- **Job**
Below are the records; reproduce all of them exactly but without any images.

- **Provided records**
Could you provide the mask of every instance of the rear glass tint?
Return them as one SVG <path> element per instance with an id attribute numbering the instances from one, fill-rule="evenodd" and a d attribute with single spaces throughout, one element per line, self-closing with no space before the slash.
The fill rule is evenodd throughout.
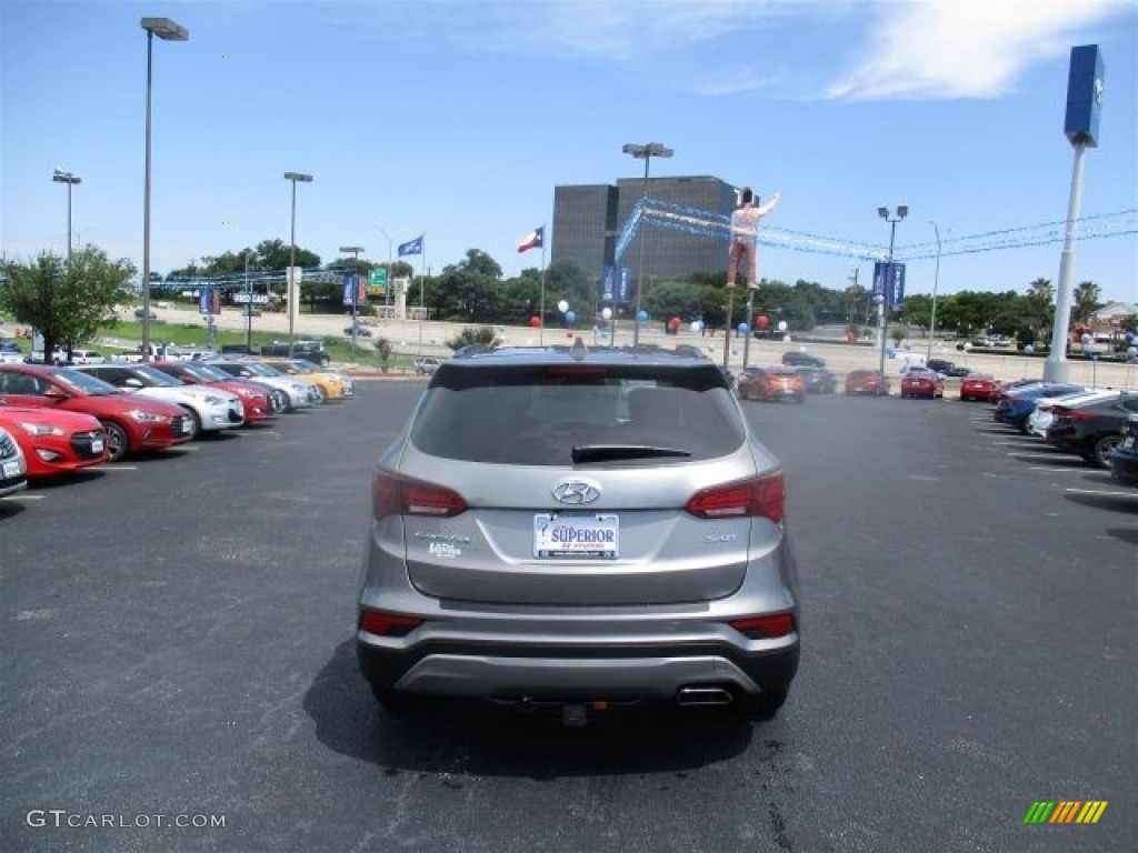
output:
<path id="1" fill-rule="evenodd" d="M 574 448 L 670 448 L 611 464 L 670 464 L 739 449 L 745 431 L 709 370 L 646 365 L 511 365 L 436 374 L 411 430 L 423 453 L 516 465 L 572 464 Z"/>

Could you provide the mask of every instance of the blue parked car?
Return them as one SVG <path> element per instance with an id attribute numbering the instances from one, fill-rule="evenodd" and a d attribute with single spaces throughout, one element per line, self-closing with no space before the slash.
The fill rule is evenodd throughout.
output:
<path id="1" fill-rule="evenodd" d="M 1022 391 L 1014 391 L 1007 397 L 1001 397 L 996 404 L 996 412 L 992 417 L 999 423 L 1014 426 L 1024 436 L 1030 434 L 1028 430 L 1028 419 L 1036 411 L 1036 400 L 1045 397 L 1063 397 L 1067 394 L 1086 391 L 1085 386 L 1059 382 L 1055 384 L 1031 386 Z"/>

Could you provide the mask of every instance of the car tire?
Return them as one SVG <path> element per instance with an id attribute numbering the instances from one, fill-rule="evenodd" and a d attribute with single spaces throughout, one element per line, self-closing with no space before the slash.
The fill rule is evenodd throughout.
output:
<path id="1" fill-rule="evenodd" d="M 1103 436 L 1095 442 L 1095 453 L 1091 457 L 1099 467 L 1111 466 L 1111 450 L 1122 444 L 1122 433 L 1116 436 Z"/>
<path id="2" fill-rule="evenodd" d="M 190 439 L 193 440 L 199 438 L 201 436 L 201 415 L 199 415 L 189 406 L 182 406 L 182 408 L 185 409 L 185 414 L 188 414 L 190 416 L 190 420 L 193 422 L 193 432 L 190 433 Z"/>
<path id="3" fill-rule="evenodd" d="M 107 431 L 107 450 L 109 452 L 107 462 L 121 462 L 131 449 L 126 430 L 114 421 L 100 421 L 100 423 L 102 429 Z"/>
<path id="4" fill-rule="evenodd" d="M 756 693 L 743 697 L 742 711 L 748 720 L 766 722 L 773 720 L 786 703 L 790 695 L 790 685 L 777 685 L 768 687 L 762 693 Z"/>

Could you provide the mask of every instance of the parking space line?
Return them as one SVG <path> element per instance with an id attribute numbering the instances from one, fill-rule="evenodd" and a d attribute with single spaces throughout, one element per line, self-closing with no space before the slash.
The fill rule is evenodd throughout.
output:
<path id="1" fill-rule="evenodd" d="M 1070 495 L 1102 495 L 1103 497 L 1127 497 L 1138 500 L 1138 494 L 1133 491 L 1103 491 L 1102 489 L 1063 489 Z"/>

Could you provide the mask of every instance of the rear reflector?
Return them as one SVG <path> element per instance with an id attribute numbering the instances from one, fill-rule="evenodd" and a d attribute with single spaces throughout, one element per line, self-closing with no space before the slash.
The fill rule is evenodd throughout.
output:
<path id="1" fill-rule="evenodd" d="M 769 616 L 733 619 L 731 627 L 749 639 L 774 639 L 794 631 L 794 616 L 790 613 L 774 613 Z"/>
<path id="2" fill-rule="evenodd" d="M 360 616 L 360 630 L 378 633 L 380 637 L 405 637 L 422 623 L 423 620 L 415 616 L 373 610 L 364 611 Z"/>
<path id="3" fill-rule="evenodd" d="M 387 472 L 372 477 L 371 504 L 376 521 L 388 515 L 450 519 L 467 511 L 467 502 L 452 489 Z"/>
<path id="4" fill-rule="evenodd" d="M 761 517 L 782 522 L 786 489 L 782 472 L 704 489 L 685 507 L 701 519 Z"/>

- **Exercise response**
Could you provide the mask of every instance of the rear glass tint?
Return them as one SVG <path> element per instance with an id attribute numbering the instances from one, fill-rule="evenodd" and a d attribute with single spaces throughout, one element per line, self-closing with no space before the slash.
The fill rule is evenodd throughout.
output:
<path id="1" fill-rule="evenodd" d="M 574 448 L 670 448 L 611 464 L 670 464 L 739 449 L 745 431 L 709 370 L 646 365 L 511 365 L 436 374 L 411 430 L 423 453 L 516 465 L 572 464 Z"/>

Could you provide the mask of every instance of the blue parked car?
Return them as one SVG <path> element per instance with an id attribute numbering the instances from one, fill-rule="evenodd" and a d attribute with single spaces throughout, one element per line, self-closing with no space before the slash.
The fill rule is evenodd throughout.
output:
<path id="1" fill-rule="evenodd" d="M 1022 391 L 1014 391 L 1007 397 L 1001 397 L 996 404 L 996 412 L 992 417 L 999 423 L 1014 426 L 1024 436 L 1030 434 L 1028 430 L 1028 419 L 1036 411 L 1036 400 L 1045 397 L 1063 397 L 1067 394 L 1086 391 L 1085 386 L 1059 382 L 1055 384 L 1031 386 Z"/>

Could you provide the mask of every instance of the car tire?
Return them as one SVG <path> element per instance with an id attribute numbering the instances from one, fill-rule="evenodd" and a d attribute with single spaces throughout, one element per line, self-closing with no space before the slash.
The fill rule is evenodd throughout.
output:
<path id="1" fill-rule="evenodd" d="M 1103 436 L 1095 442 L 1095 453 L 1091 457 L 1099 467 L 1111 466 L 1111 450 L 1122 444 L 1122 433 L 1116 436 Z"/>
<path id="2" fill-rule="evenodd" d="M 190 439 L 193 440 L 199 438 L 201 436 L 201 415 L 199 415 L 189 406 L 182 406 L 182 408 L 185 409 L 185 414 L 188 414 L 190 416 L 190 420 L 193 422 L 193 432 L 190 433 Z"/>
<path id="3" fill-rule="evenodd" d="M 107 431 L 107 450 L 109 452 L 107 462 L 121 462 L 131 449 L 126 430 L 114 421 L 100 421 L 100 423 L 102 429 Z"/>
<path id="4" fill-rule="evenodd" d="M 756 693 L 743 697 L 742 711 L 748 720 L 766 722 L 773 720 L 786 703 L 790 695 L 790 685 L 777 685 L 768 687 L 762 693 Z"/>

Could you provide the mask of every instance of the parking space line?
Return them as one SVG <path> element per instance with an id attribute numbering the instances from one, fill-rule="evenodd" and a d attribute with single spaces throughout, one element per line, self-closing with no space before the slash.
The fill rule is evenodd throughout.
output:
<path id="1" fill-rule="evenodd" d="M 1070 495 L 1102 495 L 1103 497 L 1127 497 L 1138 500 L 1138 494 L 1133 491 L 1103 491 L 1102 489 L 1063 489 Z"/>

Could you provide the mask of every instance of the rear reflector?
Return them as one SVG <path> element per instance with an id attribute numbering the instances from one, fill-rule="evenodd" and a d attribute with single spaces throughout, one element per line, self-closing with no space before the slash.
The fill rule is evenodd throughout.
output:
<path id="1" fill-rule="evenodd" d="M 769 616 L 733 619 L 731 627 L 749 639 L 774 639 L 794 631 L 794 616 L 790 613 L 774 613 Z"/>
<path id="2" fill-rule="evenodd" d="M 360 616 L 360 630 L 378 633 L 380 637 L 405 637 L 422 623 L 423 620 L 415 616 L 373 610 L 364 611 Z"/>
<path id="3" fill-rule="evenodd" d="M 387 472 L 372 477 L 371 504 L 376 521 L 388 515 L 450 519 L 467 511 L 467 502 L 452 489 Z"/>
<path id="4" fill-rule="evenodd" d="M 761 517 L 782 522 L 786 489 L 782 472 L 704 489 L 685 507 L 701 519 Z"/>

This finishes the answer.